Dataset entries:
##########
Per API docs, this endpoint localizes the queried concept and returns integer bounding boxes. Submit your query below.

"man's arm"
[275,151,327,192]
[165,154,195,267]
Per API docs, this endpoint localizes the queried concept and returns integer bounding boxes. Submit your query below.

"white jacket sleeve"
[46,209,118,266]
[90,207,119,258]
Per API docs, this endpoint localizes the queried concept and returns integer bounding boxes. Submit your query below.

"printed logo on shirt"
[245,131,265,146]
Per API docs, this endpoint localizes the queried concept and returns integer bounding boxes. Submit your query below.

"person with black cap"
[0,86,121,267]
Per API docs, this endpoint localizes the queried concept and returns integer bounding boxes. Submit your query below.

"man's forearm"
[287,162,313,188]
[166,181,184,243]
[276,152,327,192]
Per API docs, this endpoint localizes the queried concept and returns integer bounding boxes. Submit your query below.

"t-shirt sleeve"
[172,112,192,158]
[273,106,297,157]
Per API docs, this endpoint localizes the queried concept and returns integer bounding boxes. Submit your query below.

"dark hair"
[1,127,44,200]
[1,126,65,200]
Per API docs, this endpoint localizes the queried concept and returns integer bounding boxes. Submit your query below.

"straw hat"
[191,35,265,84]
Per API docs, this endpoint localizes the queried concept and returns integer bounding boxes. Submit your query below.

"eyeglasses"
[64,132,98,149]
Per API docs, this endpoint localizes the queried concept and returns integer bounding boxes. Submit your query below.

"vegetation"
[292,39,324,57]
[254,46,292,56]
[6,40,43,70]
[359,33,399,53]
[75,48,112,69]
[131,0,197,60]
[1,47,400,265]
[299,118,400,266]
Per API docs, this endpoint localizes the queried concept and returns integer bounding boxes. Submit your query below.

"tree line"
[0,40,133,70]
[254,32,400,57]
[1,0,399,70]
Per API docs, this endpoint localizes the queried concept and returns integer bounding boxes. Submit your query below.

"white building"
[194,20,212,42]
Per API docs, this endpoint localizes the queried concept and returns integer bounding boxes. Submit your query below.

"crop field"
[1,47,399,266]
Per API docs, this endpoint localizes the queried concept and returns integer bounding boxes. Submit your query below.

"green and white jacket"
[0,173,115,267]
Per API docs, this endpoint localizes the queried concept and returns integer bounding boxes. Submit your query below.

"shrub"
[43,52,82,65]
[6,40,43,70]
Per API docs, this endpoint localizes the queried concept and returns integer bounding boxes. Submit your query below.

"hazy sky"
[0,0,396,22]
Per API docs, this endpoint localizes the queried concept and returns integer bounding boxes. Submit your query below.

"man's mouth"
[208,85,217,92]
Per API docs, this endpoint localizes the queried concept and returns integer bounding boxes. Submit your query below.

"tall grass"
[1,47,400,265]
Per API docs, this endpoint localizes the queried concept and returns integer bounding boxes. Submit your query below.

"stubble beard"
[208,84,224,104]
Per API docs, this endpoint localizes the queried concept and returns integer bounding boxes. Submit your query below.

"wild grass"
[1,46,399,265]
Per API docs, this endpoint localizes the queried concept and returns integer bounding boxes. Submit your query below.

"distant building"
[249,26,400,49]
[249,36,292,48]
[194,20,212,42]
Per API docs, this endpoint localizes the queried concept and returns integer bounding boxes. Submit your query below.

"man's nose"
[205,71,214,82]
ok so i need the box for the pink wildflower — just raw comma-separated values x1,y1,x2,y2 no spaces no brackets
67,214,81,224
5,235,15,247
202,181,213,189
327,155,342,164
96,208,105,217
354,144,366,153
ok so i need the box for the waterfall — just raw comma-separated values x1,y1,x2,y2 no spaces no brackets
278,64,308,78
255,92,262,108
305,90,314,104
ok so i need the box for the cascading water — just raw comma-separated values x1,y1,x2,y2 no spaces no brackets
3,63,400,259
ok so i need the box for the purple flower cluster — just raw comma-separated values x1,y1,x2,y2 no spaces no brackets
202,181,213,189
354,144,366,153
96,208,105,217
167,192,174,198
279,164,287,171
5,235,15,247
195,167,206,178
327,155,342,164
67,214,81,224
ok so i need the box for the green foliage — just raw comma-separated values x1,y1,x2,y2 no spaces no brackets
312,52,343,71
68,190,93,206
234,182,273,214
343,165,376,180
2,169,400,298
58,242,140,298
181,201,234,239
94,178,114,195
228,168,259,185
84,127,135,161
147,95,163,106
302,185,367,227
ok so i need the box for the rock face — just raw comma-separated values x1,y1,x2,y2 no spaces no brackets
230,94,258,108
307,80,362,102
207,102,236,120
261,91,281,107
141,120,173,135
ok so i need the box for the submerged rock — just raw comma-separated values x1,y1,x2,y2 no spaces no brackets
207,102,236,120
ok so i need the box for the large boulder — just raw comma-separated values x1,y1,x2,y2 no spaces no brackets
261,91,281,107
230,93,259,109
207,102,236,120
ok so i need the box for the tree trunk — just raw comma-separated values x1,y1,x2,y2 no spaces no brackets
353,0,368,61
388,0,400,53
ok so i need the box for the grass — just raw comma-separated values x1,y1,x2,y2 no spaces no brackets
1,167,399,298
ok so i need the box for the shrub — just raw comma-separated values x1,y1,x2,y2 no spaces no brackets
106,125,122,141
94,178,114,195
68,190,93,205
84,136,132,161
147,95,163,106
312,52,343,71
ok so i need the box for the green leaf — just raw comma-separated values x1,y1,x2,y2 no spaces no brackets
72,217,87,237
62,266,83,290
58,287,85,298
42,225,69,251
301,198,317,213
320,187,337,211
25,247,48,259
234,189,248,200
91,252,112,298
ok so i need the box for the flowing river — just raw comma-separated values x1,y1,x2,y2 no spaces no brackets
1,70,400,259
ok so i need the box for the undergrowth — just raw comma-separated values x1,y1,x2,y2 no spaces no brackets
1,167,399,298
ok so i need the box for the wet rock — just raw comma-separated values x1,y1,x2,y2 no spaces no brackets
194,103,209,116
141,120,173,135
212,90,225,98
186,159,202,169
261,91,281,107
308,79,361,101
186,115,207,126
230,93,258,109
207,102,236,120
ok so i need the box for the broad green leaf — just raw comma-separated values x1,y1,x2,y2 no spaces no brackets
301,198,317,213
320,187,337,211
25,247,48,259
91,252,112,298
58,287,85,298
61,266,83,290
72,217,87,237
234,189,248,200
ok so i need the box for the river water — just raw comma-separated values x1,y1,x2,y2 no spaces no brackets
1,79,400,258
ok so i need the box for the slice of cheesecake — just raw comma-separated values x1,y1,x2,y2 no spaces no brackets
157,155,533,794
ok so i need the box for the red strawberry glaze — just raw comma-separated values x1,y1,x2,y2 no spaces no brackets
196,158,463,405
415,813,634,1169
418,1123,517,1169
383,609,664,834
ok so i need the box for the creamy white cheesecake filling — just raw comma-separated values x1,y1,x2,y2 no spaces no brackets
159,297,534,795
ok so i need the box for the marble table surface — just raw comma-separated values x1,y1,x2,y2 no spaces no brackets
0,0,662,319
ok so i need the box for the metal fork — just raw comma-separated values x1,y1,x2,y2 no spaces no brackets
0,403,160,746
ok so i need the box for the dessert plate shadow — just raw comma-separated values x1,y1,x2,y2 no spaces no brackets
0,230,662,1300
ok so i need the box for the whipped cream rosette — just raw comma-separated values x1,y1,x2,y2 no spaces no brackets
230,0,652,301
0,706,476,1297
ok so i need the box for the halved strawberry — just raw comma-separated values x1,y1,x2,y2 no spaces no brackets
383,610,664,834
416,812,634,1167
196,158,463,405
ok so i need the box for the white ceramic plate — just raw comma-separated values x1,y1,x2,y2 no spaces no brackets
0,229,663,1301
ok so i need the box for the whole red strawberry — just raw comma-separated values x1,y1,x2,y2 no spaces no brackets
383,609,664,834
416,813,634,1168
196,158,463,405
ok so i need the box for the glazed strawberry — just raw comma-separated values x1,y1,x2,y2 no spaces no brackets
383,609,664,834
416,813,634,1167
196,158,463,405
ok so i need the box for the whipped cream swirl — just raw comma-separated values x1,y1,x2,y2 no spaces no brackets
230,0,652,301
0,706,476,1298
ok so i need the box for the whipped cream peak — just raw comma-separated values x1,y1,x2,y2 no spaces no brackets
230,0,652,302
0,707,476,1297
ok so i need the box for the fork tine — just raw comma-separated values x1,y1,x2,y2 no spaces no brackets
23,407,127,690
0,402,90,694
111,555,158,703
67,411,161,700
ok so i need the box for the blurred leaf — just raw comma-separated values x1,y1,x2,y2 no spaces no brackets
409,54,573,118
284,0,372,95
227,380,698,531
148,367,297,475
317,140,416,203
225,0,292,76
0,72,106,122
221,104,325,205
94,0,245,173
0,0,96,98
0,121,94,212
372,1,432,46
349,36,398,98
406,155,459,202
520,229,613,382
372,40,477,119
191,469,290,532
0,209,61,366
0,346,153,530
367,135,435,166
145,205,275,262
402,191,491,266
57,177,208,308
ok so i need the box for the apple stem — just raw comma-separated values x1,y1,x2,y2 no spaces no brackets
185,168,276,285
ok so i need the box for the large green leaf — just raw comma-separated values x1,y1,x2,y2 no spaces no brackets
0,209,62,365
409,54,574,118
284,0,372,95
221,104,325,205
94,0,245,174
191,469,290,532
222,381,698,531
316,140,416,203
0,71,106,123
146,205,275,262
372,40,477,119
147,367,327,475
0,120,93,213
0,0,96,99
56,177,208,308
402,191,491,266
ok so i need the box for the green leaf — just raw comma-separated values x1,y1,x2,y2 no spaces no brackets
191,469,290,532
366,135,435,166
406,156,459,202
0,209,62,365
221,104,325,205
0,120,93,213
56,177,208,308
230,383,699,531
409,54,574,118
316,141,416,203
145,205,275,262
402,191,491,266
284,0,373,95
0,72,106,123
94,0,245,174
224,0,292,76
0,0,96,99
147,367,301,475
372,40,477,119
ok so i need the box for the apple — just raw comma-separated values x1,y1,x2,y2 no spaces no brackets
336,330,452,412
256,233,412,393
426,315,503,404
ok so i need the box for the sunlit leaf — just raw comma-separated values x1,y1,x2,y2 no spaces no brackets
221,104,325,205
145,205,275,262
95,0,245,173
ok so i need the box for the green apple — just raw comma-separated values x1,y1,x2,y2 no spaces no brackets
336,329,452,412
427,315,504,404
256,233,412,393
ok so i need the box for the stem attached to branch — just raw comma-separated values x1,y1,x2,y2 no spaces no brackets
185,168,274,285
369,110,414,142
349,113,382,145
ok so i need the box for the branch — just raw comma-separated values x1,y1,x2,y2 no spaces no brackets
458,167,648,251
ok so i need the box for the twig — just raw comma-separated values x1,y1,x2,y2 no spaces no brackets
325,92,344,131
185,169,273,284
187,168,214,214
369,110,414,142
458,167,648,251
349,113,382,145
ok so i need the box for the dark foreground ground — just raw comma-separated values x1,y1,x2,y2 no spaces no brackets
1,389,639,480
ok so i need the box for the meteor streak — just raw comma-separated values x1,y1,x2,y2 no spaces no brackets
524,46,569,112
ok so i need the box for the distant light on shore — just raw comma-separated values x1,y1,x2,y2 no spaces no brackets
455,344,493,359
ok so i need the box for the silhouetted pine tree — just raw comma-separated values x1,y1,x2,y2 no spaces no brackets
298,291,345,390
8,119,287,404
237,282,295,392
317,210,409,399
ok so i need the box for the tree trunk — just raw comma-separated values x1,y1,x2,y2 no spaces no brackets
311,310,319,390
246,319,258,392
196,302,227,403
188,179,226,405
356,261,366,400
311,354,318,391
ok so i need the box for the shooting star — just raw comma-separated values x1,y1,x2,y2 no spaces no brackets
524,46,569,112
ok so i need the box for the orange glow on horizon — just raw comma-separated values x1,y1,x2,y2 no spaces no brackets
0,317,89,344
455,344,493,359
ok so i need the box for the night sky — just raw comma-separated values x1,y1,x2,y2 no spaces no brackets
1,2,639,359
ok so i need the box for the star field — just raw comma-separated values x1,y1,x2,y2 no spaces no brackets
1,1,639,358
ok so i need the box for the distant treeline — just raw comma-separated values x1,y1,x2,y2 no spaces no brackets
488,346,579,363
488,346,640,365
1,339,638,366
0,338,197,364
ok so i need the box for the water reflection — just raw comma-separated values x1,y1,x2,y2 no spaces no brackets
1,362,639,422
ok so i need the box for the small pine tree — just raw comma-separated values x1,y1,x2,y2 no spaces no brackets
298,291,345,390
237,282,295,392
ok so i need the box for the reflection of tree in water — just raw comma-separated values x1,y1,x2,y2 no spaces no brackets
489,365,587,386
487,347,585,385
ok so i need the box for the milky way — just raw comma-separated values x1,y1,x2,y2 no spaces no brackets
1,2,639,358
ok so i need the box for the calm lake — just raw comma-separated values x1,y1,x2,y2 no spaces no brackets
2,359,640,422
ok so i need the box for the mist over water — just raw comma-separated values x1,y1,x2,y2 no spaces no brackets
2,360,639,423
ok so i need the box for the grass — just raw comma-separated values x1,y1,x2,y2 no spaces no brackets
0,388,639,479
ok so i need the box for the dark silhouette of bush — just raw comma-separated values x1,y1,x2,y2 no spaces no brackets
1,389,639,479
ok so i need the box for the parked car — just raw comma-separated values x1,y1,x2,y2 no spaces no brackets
##########
• **Your objective**:
Return only those lines that run from the one containing "ok so i need the box for the milky" through the end of the entries, keeping each exactly as written.

• **Answer to this exercise**:
ok so i need the box for the milky way — just raw comma-separated values x1,y1,x2,y2 no spaces no brackets
1,2,639,358
ok so i need the box for the calm lake — just raw comma-separated values x1,y1,x2,y2 no spaces no brackets
2,359,640,422
ok so i need the box for the mist over water — just raw comma-separated values x1,y1,x2,y2 no spaces no brackets
2,360,639,423
ok so i need the box for the grass — just raw comma-separated values x1,y1,x2,y2 no spaces no brackets
0,388,639,479
ok so i need the box for the dark silhouette of bush — just raw comma-separated values x1,y1,x2,y2 no spaces no brackets
1,389,639,479
ok so i need the box for the parked car — just raw comma-separated values x1,y1,x2,y2 no spaces no brackets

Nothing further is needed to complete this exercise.